### Brief
Repeat the records exactly, so that each line matches the original.

[[ Data extract open ]]

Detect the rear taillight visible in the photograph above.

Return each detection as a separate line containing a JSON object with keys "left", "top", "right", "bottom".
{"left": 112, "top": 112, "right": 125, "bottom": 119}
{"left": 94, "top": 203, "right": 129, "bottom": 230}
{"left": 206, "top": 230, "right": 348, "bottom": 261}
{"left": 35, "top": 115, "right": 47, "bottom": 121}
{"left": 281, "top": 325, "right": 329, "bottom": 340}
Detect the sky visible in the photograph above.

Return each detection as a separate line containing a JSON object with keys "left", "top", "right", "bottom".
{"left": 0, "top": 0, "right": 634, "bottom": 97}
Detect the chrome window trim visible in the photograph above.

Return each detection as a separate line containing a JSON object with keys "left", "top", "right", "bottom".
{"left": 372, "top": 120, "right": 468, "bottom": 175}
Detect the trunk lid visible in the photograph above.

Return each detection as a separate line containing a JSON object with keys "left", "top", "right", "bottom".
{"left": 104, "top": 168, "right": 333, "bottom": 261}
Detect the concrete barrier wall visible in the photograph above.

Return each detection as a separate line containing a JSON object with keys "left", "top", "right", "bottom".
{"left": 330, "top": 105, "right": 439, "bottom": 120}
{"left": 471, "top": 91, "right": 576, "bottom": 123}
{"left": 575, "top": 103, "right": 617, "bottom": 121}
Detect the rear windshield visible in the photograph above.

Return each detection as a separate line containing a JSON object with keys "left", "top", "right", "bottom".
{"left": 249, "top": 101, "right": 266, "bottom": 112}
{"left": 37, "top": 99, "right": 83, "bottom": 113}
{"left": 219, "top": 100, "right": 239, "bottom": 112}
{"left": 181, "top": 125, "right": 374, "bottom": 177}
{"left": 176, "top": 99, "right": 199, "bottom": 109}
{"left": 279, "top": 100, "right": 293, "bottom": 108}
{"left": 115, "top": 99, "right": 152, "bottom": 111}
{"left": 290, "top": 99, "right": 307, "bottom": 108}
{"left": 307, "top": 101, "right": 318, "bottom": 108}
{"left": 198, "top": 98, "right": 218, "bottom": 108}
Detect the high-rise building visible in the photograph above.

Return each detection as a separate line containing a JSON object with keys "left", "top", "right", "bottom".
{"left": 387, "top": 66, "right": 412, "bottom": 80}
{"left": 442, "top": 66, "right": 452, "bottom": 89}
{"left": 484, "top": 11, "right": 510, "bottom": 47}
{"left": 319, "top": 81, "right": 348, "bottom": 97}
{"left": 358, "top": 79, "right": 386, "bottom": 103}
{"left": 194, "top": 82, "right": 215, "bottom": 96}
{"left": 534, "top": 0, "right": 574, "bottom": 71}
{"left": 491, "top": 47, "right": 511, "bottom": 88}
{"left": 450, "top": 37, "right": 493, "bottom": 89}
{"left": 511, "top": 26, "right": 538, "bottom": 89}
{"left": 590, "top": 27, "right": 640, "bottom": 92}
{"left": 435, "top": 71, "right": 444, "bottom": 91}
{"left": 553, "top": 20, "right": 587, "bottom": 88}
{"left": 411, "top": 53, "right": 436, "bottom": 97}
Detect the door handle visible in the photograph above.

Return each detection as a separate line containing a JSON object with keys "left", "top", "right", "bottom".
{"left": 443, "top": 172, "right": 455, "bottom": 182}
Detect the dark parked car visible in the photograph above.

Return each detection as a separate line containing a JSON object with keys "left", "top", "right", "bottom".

[[ Data extract closed ]]

### Answer area
Detect the rear taillight visible in the photograph above.

Return each detection as a separate line containing a JSON object with keys "left", "top", "right", "bottom".
{"left": 112, "top": 112, "right": 125, "bottom": 119}
{"left": 94, "top": 203, "right": 129, "bottom": 230}
{"left": 206, "top": 230, "right": 348, "bottom": 261}
{"left": 35, "top": 115, "right": 47, "bottom": 121}
{"left": 281, "top": 325, "right": 329, "bottom": 340}
Detect the sky visible in the photograph above.

Return each detection as a separate line containing a JSON object with keys "left", "top", "right", "bottom".
{"left": 0, "top": 0, "right": 634, "bottom": 97}
Detect the chrome window trim visible in the photograph above.

Return each detection as a separate line containing a JSON object with keys "left", "top", "right", "bottom".
{"left": 372, "top": 120, "right": 468, "bottom": 175}
Detect the trunk lid visible in the photograph above.

Return each detection as a separate line containing a JSON object with keys "left", "top", "right", "bottom".
{"left": 104, "top": 168, "right": 333, "bottom": 261}
Detect the concrete barrier wall visible in the photograph above.

Return each detection as a separate line containing a JSON object with keys "left", "top", "right", "bottom".
{"left": 330, "top": 105, "right": 439, "bottom": 120}
{"left": 471, "top": 91, "right": 576, "bottom": 123}
{"left": 575, "top": 103, "right": 617, "bottom": 121}
Detect the rear windshield visible in the photograph above.

Return each detection as a separate line containing a JSON object with keys "left", "top", "right", "bottom".
{"left": 249, "top": 101, "right": 266, "bottom": 112}
{"left": 37, "top": 99, "right": 83, "bottom": 113}
{"left": 219, "top": 100, "right": 239, "bottom": 112}
{"left": 181, "top": 125, "right": 374, "bottom": 177}
{"left": 176, "top": 99, "right": 199, "bottom": 109}
{"left": 279, "top": 100, "right": 293, "bottom": 108}
{"left": 115, "top": 99, "right": 152, "bottom": 111}
{"left": 290, "top": 99, "right": 307, "bottom": 108}
{"left": 307, "top": 101, "right": 318, "bottom": 108}
{"left": 198, "top": 98, "right": 218, "bottom": 108}
Detect the high-rise building visible in the photograph above.

Return each detection as a separate line containing a JSON object with keys "left", "top", "right", "bottom".
{"left": 387, "top": 66, "right": 412, "bottom": 80}
{"left": 442, "top": 66, "right": 452, "bottom": 89}
{"left": 484, "top": 11, "right": 510, "bottom": 47}
{"left": 319, "top": 81, "right": 348, "bottom": 97}
{"left": 358, "top": 79, "right": 386, "bottom": 103}
{"left": 194, "top": 82, "right": 215, "bottom": 96}
{"left": 534, "top": 0, "right": 574, "bottom": 71}
{"left": 491, "top": 47, "right": 511, "bottom": 88}
{"left": 450, "top": 37, "right": 493, "bottom": 89}
{"left": 511, "top": 26, "right": 538, "bottom": 89}
{"left": 590, "top": 27, "right": 640, "bottom": 92}
{"left": 435, "top": 71, "right": 444, "bottom": 91}
{"left": 553, "top": 20, "right": 587, "bottom": 88}
{"left": 411, "top": 53, "right": 436, "bottom": 97}
Detect the door handle visible in the photograph above.

Return each detection as a separate line containing a JSON object with keys "left", "top", "right", "bottom".
{"left": 443, "top": 172, "right": 455, "bottom": 182}
Detect the dark parked car visible in the photograph above.

Return each detection as a separate line containing a JSON object with keys "left", "top", "right", "bottom".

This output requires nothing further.